Required actions:
A. Decide whether each statement below agrees with the forum thread on local models: (i) LTL_FTC started with a CPU and found it adequate for their pipelines; (ii) kreetx does not use local models only because the hosted ones all have free tiers; (iii) queenkjuul reports that local processing on an AMD 6700XT with 32GB of RAM is fast. For each statement, answer yes or no and quote the words of the thread that decide it.
B. Output the part of the forum thread on local models between "https://github.com/NehmeAILabs/llm-sanity-checks" and "respective models somewhere?", inclusive, unchanged.

Given passage:
• LTL_FTC 15 hours ago

    It sounds like you don’t need immediate llm responses and can batch process your data nightly? Have you considered running a local llm? May not need to pay for api calls. Today’s local models are quite good. I started off with cpu and even that was fine for my pipelines.

    • ok_orco 4 hours ago

      I haven't thought about that, but really want to dig in more now. Any places you recommend starting?

      • kreetx 12 hours ago

        Though haven't done any extensive testing then I personally could easily get by with current local models. The only reason I don't is that the hosted ones all have free tiers.

        • ydu1a2fovb 9 hours ago

          Can you suggest any good llms for cpu?

          • R_D_Olivaw 6 hours ago

            Following.

          • queenkjuul 13 hours ago

            Agreed, I'm pretty amazed at what I'm able to do locally just with an AMD 6700XT and 32GB of RAM. It's slow, but if you've got all night...

          • 44za12 15 hours ago

            This is the way. I actually mapped out the decision tree for this exact process and more here:

            https://github.com/NehmeAILabs/llm-sanity-checks

            • homeonthemtn 9 hours ago

              That's interesting. Is there any kind of mapping to these respective models somewhere?

Records:
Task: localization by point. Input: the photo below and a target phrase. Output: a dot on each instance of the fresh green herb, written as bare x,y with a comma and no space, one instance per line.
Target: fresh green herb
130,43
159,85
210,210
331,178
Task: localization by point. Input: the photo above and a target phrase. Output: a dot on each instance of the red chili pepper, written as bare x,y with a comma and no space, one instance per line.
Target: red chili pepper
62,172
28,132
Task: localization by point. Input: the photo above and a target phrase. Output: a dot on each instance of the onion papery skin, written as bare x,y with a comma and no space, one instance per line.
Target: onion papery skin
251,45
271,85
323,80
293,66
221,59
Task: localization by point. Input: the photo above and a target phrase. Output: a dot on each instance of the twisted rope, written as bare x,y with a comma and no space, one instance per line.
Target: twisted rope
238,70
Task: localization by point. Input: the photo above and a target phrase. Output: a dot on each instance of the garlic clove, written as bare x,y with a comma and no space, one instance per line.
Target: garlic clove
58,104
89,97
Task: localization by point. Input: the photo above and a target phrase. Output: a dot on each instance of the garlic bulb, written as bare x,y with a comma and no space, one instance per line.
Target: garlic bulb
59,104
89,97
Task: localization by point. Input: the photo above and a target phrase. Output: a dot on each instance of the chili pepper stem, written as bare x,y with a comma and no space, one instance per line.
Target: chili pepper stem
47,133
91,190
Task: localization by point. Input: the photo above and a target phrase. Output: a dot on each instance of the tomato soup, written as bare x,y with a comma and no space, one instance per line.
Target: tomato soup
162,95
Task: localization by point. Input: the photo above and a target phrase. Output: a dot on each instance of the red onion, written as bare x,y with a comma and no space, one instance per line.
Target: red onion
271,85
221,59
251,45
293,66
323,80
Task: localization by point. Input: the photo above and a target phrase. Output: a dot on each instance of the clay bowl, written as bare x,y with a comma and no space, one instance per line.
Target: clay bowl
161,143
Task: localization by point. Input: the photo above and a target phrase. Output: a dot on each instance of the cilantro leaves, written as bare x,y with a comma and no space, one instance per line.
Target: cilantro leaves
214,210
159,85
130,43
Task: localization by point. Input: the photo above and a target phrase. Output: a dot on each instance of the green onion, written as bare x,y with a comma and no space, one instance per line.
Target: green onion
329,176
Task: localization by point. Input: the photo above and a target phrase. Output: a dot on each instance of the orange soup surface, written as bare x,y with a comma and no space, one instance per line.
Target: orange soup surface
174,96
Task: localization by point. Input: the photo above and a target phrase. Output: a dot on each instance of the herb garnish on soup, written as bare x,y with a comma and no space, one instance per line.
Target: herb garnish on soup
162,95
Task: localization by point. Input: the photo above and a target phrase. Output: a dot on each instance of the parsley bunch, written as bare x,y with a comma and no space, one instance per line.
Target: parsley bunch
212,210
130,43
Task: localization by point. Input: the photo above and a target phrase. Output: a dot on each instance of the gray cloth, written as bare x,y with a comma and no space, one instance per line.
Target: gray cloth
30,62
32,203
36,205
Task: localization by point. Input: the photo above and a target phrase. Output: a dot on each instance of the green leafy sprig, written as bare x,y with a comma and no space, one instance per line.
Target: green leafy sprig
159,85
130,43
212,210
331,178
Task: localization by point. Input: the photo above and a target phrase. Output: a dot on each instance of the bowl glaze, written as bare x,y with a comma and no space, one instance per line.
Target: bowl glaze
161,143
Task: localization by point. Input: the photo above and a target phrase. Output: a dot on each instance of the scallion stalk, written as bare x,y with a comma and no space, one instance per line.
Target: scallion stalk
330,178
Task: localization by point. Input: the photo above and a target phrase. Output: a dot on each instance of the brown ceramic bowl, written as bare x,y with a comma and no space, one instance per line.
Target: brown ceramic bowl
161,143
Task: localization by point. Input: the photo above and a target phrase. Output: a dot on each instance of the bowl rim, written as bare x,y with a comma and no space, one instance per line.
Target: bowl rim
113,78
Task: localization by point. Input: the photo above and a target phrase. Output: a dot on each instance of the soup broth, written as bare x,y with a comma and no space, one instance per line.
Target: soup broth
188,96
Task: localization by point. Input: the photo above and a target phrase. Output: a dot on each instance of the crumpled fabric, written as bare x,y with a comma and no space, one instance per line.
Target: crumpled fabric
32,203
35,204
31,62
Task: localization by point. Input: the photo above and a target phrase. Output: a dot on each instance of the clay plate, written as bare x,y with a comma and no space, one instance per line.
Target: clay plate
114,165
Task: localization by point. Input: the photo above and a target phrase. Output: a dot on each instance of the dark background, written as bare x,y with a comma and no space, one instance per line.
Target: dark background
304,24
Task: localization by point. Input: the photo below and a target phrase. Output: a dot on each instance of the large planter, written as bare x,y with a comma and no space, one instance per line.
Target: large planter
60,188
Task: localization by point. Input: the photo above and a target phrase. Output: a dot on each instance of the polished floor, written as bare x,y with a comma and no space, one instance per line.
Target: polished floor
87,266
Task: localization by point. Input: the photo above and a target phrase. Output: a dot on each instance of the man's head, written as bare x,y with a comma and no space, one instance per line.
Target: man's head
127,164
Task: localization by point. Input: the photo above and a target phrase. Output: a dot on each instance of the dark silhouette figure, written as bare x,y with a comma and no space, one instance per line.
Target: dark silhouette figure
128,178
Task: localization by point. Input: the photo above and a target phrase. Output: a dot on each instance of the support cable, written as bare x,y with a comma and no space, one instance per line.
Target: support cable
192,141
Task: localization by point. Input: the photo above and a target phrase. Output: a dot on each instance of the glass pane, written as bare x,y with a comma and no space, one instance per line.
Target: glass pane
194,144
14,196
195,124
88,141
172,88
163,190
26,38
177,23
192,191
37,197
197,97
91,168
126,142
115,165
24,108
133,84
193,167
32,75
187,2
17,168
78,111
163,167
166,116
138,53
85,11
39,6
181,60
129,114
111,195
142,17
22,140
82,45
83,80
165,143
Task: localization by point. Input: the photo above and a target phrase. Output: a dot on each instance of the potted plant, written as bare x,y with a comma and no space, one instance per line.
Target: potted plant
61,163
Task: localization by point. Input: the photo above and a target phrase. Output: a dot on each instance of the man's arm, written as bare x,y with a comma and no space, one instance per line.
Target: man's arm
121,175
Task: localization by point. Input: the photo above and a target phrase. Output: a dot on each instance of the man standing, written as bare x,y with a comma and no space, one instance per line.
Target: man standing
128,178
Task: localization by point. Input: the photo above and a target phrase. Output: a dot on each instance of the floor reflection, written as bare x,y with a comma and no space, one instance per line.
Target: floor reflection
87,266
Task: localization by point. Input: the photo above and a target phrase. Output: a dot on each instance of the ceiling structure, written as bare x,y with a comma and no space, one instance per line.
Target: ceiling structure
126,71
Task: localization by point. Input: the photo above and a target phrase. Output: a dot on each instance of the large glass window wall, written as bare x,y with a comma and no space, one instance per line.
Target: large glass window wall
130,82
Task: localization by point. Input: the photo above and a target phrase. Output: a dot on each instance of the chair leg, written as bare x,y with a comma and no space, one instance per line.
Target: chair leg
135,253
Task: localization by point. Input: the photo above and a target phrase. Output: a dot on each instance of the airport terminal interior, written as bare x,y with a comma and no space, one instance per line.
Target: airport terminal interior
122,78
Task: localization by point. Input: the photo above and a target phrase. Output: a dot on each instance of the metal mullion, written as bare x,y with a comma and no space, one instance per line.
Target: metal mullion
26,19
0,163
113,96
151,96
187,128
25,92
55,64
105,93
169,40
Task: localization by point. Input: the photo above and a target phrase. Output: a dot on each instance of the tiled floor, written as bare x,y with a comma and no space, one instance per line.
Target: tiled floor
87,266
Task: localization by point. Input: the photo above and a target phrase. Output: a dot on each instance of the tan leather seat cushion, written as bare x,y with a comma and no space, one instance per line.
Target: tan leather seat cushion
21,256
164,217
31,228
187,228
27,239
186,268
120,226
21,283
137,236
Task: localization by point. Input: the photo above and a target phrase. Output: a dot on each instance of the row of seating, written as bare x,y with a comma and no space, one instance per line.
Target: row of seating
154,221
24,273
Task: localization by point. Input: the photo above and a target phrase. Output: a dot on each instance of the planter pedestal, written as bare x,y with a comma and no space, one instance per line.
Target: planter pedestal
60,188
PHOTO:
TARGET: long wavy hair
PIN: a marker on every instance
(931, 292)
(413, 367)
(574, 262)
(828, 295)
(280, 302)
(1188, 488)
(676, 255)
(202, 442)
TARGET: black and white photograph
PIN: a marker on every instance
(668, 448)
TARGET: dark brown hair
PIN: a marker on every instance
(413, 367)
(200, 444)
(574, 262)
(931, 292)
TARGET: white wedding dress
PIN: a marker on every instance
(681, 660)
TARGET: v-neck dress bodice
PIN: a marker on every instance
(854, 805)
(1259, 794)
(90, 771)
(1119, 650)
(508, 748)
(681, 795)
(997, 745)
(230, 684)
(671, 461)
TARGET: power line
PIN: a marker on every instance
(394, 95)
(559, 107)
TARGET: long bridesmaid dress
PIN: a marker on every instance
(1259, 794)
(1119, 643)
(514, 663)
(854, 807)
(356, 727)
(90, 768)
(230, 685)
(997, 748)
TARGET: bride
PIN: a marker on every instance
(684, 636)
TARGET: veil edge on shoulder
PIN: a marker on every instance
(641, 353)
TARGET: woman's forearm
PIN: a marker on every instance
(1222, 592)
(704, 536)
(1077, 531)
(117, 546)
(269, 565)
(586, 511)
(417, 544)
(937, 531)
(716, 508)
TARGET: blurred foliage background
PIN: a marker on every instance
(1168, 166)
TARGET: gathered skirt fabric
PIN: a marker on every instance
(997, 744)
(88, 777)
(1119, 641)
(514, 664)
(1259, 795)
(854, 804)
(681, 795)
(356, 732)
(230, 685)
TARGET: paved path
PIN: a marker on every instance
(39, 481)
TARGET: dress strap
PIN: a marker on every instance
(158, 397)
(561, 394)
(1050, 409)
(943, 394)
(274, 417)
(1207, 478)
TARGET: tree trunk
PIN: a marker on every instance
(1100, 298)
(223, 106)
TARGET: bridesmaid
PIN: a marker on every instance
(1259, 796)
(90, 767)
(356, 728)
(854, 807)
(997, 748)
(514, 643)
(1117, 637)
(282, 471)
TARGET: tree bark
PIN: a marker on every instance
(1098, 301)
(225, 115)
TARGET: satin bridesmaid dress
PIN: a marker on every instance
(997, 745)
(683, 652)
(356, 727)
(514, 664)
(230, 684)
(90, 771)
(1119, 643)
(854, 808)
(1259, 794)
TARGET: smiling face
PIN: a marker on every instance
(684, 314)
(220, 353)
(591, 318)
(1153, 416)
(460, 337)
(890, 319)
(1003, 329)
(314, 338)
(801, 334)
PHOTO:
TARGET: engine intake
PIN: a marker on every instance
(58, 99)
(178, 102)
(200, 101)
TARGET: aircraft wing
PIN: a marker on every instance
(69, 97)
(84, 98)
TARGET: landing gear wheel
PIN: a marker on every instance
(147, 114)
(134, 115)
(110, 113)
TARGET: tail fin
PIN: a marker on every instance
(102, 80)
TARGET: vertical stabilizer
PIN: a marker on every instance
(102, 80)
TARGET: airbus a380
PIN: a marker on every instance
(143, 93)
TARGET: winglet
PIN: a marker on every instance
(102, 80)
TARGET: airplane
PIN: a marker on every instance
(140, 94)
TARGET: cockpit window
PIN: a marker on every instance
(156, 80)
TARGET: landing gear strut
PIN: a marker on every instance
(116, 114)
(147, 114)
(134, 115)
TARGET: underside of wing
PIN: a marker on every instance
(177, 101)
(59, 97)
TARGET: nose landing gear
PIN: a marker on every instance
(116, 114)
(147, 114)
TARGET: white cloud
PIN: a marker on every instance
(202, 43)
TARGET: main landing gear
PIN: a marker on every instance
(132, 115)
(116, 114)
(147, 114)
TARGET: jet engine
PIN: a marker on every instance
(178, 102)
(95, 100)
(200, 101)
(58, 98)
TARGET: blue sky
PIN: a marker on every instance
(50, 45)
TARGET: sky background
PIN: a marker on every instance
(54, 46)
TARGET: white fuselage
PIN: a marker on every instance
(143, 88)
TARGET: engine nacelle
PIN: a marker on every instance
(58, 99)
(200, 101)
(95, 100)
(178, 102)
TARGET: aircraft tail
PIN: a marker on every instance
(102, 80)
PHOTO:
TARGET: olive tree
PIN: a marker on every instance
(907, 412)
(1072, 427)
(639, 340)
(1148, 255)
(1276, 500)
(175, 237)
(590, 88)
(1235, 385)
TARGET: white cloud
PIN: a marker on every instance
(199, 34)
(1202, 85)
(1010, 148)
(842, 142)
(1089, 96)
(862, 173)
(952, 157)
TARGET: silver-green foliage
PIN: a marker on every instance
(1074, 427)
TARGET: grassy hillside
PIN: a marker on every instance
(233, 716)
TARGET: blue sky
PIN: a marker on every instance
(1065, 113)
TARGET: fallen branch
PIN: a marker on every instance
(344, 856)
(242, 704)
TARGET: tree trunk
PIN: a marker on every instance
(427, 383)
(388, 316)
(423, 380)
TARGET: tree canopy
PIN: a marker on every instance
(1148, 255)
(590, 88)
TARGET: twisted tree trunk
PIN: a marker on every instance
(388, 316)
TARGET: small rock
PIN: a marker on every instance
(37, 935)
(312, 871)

Solutions to the problems:
A.
(i) Yes: "I started off with cpu and even that was fine for my pipelines."
(ii) Yes: "The only reason I don't is that the hosted ones all have free tiers."
(iii) No: "It's slow, but if you've got all night..."

B.
https://github.com/NehmeAILabs/llm-sanity-checks

            • homeonthemtn 9 hours ago

              That's interesting. Is there any kind of mapping to these respective models somewhere?